Lay out the data below as a two-column CSV with the headers "prompt" and "reply". Give one row per item, with its text in one quoted field and its answer in the other, and replace every line break with a space.
— START DATA FOR PROCESSING —
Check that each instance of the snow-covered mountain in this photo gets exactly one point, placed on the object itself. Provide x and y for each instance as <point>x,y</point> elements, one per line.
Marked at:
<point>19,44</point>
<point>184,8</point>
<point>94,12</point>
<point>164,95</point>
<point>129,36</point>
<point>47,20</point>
— END DATA FOR PROCESSING —
▶ **RESULT OF THIS EXERCISE**:
prompt,reply
"Check that each instance of the snow-covered mountain in this photo gets exactly one point, placed on the object itself. Provide x and y for each instance as <point>x,y</point> elements, one per line. Marked at:","<point>19,44</point> <point>184,8</point> <point>94,12</point> <point>164,95</point> <point>129,36</point> <point>47,20</point>"